_The request_.
Please say how many lines of the material below contain the string "plaid", counting case as significant. Reply with the number alone.

[Raw records]
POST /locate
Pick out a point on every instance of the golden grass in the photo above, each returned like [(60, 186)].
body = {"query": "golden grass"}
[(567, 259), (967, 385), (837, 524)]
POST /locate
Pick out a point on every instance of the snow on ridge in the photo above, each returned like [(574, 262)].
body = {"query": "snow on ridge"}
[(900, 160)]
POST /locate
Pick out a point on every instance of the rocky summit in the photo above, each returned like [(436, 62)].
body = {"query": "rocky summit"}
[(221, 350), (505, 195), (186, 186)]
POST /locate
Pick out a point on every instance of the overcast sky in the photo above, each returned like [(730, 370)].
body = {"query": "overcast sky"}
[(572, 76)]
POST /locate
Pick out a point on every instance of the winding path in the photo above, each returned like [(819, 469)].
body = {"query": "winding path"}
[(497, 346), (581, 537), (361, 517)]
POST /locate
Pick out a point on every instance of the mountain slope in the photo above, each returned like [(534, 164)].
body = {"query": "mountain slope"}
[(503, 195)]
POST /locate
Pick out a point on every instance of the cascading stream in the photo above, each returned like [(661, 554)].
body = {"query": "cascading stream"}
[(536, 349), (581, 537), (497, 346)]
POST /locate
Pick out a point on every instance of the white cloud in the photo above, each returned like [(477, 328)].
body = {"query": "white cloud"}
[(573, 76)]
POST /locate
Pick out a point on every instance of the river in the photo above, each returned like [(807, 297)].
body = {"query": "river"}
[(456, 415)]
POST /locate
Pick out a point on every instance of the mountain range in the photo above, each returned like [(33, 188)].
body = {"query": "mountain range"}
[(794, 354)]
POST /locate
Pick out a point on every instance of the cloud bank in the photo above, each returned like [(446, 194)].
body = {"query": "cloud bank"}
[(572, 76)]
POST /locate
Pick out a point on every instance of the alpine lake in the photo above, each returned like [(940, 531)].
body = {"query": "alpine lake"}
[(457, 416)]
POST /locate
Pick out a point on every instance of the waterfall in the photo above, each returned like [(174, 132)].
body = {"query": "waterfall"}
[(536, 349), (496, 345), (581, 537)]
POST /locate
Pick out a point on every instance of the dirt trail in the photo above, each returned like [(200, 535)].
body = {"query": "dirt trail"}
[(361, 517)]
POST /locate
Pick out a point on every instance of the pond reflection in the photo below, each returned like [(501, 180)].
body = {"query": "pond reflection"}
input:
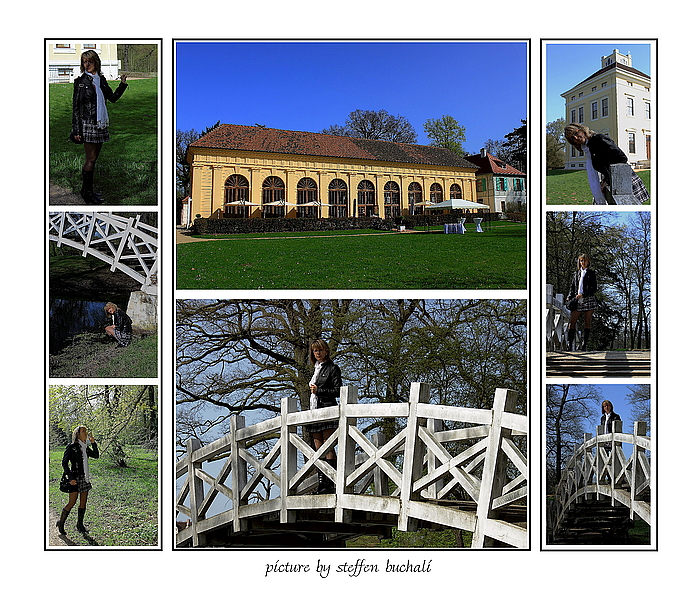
[(68, 317)]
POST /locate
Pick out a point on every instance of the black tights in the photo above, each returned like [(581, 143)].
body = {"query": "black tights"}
[(72, 498)]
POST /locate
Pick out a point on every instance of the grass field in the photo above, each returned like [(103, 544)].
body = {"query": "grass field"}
[(570, 187), (122, 506), (495, 259), (126, 172)]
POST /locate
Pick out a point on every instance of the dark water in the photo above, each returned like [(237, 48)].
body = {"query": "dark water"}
[(68, 317)]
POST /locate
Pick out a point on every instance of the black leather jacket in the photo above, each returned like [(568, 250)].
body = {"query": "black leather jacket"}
[(604, 152), (328, 384), (73, 459), (85, 99), (590, 284), (122, 322)]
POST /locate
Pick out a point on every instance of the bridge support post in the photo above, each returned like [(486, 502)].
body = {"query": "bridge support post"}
[(196, 486), (494, 470), (288, 458), (239, 473), (413, 453), (346, 450)]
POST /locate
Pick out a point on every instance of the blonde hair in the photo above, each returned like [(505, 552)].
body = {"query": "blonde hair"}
[(94, 58), (572, 128)]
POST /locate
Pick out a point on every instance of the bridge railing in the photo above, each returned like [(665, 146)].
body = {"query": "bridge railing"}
[(557, 320), (479, 460), (600, 468), (125, 243)]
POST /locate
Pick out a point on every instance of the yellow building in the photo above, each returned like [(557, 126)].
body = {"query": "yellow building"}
[(242, 171), (63, 60), (615, 101)]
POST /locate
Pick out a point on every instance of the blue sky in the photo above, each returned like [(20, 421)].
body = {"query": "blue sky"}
[(568, 64), (309, 86)]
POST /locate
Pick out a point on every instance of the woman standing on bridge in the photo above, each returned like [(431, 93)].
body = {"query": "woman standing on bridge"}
[(120, 328), (325, 388), (77, 473), (600, 152), (90, 119), (583, 287)]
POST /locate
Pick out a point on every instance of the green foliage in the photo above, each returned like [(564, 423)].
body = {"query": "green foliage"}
[(122, 507), (127, 169), (570, 187), (495, 259)]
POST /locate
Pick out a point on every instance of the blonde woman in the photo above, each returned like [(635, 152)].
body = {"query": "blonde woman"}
[(584, 285), (90, 120), (77, 471), (601, 152)]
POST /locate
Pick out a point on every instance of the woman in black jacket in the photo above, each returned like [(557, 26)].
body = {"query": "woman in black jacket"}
[(583, 287), (325, 388), (75, 467), (600, 152), (120, 328), (90, 119)]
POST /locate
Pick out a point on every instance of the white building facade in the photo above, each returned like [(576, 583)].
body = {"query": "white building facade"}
[(615, 101)]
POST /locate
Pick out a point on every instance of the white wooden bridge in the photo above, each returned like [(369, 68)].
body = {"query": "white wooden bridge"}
[(125, 243), (407, 482), (600, 469)]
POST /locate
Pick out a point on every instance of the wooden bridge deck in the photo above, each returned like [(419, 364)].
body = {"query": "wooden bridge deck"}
[(605, 363)]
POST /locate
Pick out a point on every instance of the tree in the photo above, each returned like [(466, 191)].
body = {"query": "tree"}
[(569, 407), (555, 144), (237, 356), (446, 132), (375, 125)]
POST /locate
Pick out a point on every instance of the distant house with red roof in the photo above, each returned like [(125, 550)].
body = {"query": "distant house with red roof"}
[(497, 182), (244, 171)]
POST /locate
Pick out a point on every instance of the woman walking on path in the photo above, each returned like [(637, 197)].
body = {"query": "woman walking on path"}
[(601, 152), (77, 471), (325, 388), (583, 287), (90, 120), (120, 328)]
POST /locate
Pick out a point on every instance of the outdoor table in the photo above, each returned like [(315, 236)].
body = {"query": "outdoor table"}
[(454, 228)]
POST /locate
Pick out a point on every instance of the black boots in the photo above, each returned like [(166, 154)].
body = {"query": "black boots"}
[(60, 523), (79, 525), (86, 191)]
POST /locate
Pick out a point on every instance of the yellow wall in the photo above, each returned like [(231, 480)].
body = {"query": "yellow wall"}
[(211, 167)]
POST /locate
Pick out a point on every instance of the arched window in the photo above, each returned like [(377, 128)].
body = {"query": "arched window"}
[(415, 195), (366, 199), (236, 194), (436, 193), (392, 199), (307, 192), (273, 192), (338, 198)]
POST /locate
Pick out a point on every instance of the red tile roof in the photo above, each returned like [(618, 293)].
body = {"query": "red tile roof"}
[(492, 165), (278, 141)]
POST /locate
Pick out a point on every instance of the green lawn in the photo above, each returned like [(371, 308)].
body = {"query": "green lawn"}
[(126, 172), (570, 187), (495, 259), (122, 506)]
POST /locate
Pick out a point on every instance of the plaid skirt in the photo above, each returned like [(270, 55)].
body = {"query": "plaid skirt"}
[(94, 134), (124, 338), (588, 303), (83, 485), (638, 188)]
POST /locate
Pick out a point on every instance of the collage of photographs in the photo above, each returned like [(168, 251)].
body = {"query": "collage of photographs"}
[(349, 334)]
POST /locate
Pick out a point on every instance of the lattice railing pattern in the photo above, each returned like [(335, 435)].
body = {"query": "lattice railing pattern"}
[(600, 468), (125, 243), (477, 457)]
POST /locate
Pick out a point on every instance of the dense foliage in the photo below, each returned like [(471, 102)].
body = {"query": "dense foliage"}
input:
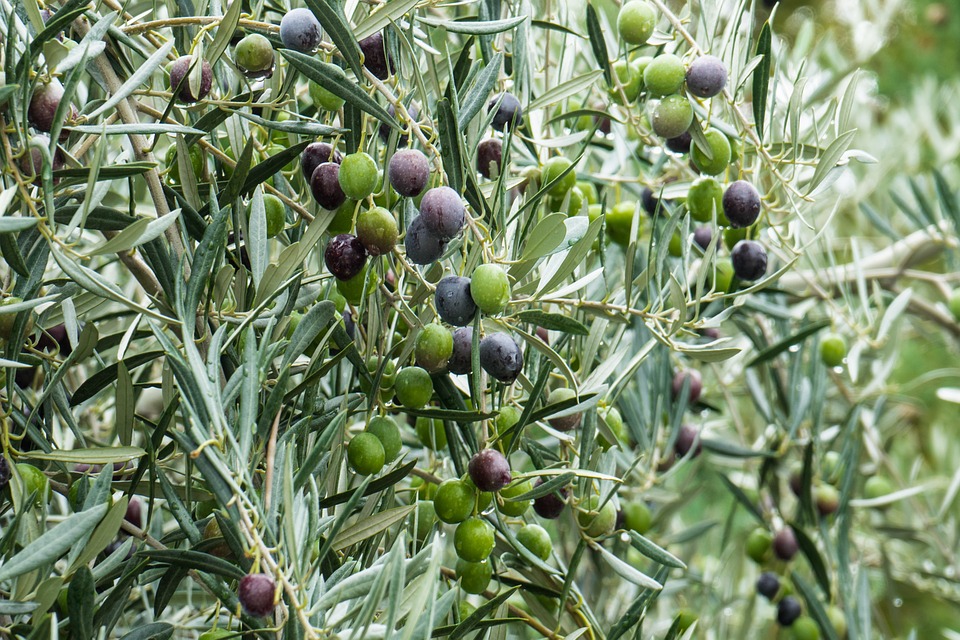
[(485, 319)]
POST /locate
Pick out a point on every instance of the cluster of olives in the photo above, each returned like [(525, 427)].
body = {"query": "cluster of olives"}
[(668, 84)]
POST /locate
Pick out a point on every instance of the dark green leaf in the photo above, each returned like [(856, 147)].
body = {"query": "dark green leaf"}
[(81, 598), (553, 322), (103, 378), (655, 552), (331, 77), (476, 98), (153, 630), (194, 560), (776, 349), (598, 42), (450, 139), (809, 549), (331, 17), (379, 484), (761, 78)]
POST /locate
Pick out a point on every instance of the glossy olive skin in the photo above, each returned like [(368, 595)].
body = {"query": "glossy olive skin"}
[(749, 260), (300, 30), (551, 505), (489, 470), (409, 172), (377, 230), (501, 357), (509, 113), (490, 158), (687, 442), (375, 57), (785, 544), (345, 256), (768, 585), (741, 204), (636, 22), (672, 116), (788, 611), (422, 245), (43, 107), (254, 56), (325, 186), (454, 302), (442, 212), (316, 154), (461, 362), (706, 76)]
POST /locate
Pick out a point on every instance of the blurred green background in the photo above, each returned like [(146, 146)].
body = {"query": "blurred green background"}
[(925, 41)]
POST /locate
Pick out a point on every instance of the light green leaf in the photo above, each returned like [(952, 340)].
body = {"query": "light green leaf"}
[(547, 235), (141, 75), (830, 158), (625, 571), (140, 232), (91, 455), (369, 527), (386, 13), (574, 87), (225, 31), (475, 27)]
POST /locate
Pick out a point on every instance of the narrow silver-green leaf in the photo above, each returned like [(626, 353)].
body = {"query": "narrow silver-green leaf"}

_Answer to the problem_.
2